Ваша задача: Пожалуйста, выведите без изменений фрагмент статьи о блокадном детстве от слов «Ко Дню полного» до слов «миллионов человеческих жизней.».

Исходный текст:

• • • • • • •

Военное детство: голод, холод и бомбежки

Ко Дню полного освобождения Ленинграда «Республика» представляет воспоминания очевидца ужасов блокады

27 января является Днем воинской славы России – это День полного освобождения Ленинграда от фашистской блокады. Город-герой на протяжении более двух лет – 872 дня – находился в окружении немецких, финских и итальянских армий. Кольцо блокады удалось полностью прорвать только 27 января 1944 года. Блокада Ленинграда – трагичная и героическая страница российской истории, унесшая более двух миллионов человеческих жизней.

В Сыктывкаре осталось всего семнадцать ветеранов и жителей блокадного Ленинграда, которые защищали и жили в осажденном фашистами городе. С каждым годом ряды блокадников редеют, и нужно успеть сохранить их воспоминания об этом трагическом периоде. На днях в редакцию «Республики» обратился экс-министр юстиции Республики Коми, заслуженный юрист Российской Федерации Борис Шенкман. Он принес воспоминания своего старшего брата – Семена Шенкмана, детство которого прошло в блокадном Ленинграде.

– Хотя Семен жил и работал в Челябинске, но дважды был в Сыктывкаре на моих юбилеях – в 1997 и 2007 годах. Несмотря на дефицит времени, он с удовольствием погулял по городу, с интересом посетил отдел природы и истории регионального музея. Интересовался историей Коми края и Сыктывкара. По его словам, получил положительные эмоции. Во второй приезд отметил, что столица республики активно строится, – рассказал брат блокадника.

Умер Семен Шенкман в декабре 2014 года. В течение многих лет он был членом совета Челябинской городской общественной организации «Блокадное братство». Награжден знаком «Жителю блокадного Ленинграда», медалью «В честь 65-летия полного освобождения Ленинграда от фашистской блокады».

Семен Шенкман в детстве, 1947 год.

• • • • • • •

Набор данных:
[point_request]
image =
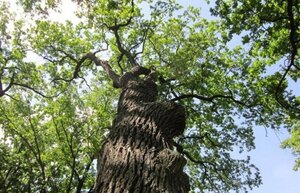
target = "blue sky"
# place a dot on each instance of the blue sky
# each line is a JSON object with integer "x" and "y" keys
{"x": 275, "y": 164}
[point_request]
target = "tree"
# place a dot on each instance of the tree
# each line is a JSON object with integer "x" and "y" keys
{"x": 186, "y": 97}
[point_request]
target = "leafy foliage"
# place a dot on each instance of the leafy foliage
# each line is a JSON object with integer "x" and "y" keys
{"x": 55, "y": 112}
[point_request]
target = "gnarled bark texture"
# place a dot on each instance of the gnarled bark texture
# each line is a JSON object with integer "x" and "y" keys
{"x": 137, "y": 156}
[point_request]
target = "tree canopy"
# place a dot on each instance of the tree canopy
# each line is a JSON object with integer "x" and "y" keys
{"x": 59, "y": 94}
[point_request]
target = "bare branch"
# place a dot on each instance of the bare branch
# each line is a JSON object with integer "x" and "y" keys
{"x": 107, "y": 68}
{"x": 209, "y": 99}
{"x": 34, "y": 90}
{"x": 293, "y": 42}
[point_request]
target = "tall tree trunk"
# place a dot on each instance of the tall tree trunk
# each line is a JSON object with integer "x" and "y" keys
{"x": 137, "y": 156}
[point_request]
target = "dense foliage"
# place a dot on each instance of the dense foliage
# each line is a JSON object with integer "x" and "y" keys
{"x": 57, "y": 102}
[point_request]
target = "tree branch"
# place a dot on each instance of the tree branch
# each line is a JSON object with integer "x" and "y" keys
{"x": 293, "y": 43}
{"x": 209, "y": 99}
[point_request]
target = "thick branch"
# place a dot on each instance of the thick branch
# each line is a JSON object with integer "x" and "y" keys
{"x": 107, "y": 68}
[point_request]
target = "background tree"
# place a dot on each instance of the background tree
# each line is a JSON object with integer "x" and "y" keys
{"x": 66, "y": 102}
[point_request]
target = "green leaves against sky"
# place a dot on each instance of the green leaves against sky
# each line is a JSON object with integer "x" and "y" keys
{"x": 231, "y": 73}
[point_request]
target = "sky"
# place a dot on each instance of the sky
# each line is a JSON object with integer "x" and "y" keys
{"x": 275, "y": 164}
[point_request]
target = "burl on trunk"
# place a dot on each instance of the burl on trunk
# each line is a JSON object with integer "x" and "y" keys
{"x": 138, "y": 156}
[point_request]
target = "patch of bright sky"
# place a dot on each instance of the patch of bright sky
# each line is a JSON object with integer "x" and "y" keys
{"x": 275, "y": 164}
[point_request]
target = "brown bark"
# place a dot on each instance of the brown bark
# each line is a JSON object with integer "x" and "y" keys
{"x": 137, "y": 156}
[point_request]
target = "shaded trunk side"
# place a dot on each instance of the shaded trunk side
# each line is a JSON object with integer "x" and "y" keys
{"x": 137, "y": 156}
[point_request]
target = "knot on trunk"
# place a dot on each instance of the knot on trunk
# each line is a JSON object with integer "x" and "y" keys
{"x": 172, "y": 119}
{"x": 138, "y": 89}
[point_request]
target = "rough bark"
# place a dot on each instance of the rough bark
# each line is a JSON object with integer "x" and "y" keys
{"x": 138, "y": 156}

• • • • • • •

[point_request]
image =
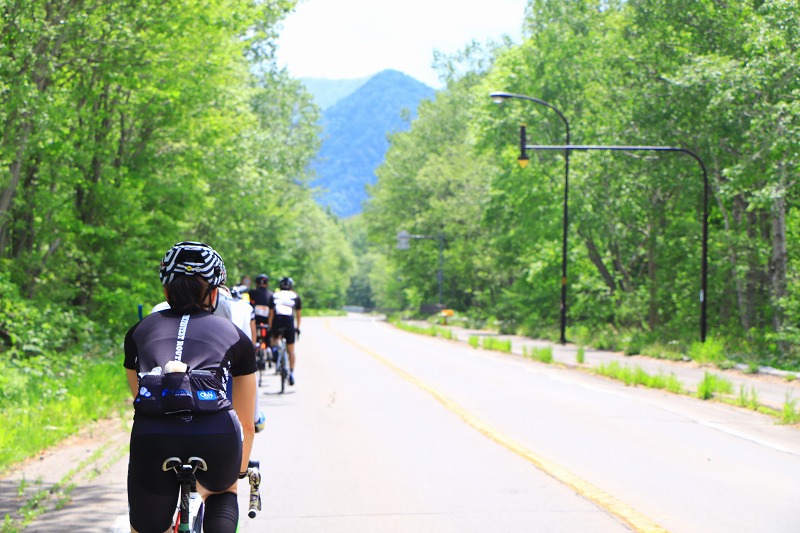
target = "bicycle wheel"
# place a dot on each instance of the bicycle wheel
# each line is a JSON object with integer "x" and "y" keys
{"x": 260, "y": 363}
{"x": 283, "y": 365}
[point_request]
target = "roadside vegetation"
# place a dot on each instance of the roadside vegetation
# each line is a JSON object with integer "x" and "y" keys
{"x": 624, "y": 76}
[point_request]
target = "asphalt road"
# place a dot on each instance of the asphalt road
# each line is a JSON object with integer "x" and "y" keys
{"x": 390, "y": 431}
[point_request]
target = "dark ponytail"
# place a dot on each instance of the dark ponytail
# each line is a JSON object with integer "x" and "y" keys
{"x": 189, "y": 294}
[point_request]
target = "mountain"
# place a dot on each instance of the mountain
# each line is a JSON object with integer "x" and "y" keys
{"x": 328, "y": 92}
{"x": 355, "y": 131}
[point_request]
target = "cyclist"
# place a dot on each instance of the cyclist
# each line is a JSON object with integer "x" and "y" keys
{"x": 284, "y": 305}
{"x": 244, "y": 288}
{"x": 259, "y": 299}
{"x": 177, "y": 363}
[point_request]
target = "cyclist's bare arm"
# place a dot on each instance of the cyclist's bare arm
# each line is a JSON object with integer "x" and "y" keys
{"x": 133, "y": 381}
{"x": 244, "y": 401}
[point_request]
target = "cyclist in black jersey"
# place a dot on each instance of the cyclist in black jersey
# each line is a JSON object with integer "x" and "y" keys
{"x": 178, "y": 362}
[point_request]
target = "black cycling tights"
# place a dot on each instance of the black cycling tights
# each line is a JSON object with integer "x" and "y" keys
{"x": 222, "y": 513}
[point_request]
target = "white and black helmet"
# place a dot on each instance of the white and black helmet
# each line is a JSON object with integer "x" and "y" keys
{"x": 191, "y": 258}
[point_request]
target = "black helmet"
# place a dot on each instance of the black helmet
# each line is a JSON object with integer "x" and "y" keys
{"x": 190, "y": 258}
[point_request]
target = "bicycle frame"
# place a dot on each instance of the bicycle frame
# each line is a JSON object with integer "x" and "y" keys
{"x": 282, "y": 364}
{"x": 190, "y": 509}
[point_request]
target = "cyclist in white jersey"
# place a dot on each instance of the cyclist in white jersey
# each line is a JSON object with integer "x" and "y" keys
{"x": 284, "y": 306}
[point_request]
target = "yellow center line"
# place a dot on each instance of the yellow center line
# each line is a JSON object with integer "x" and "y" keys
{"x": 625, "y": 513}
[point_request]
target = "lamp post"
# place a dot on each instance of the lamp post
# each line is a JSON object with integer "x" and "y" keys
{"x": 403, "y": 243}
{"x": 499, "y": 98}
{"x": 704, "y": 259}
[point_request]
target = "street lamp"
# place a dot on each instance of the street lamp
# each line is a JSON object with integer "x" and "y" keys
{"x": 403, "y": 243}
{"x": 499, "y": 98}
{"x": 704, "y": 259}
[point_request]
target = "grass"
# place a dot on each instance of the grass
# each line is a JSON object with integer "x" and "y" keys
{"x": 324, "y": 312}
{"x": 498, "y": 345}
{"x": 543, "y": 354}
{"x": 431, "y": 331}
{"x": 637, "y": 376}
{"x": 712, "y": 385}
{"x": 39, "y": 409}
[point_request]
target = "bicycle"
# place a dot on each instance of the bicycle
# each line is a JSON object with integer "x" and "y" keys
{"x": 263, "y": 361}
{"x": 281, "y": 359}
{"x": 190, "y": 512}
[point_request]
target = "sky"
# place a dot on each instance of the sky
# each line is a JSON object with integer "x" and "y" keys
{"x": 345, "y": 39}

• • • • • • •

Итоговый результат:
Ко Дню полного освобождения Ленинграда «Республика» представляет воспоминания очевидца ужасов блокады

27 января является Днем воинской славы России – это День полного освобождения Ленинграда от фашистской блокады. Город-герой на протяжении более двух лет – 872 дня – находился в окружении немецких, финских и итальянских армий. Кольцо блокады удалось полностью прорвать только 27 января 1944 года. Блокада Ленинграда – трагичная и героическая страница российской истории, унесшая более двух миллионов человеческих жизней.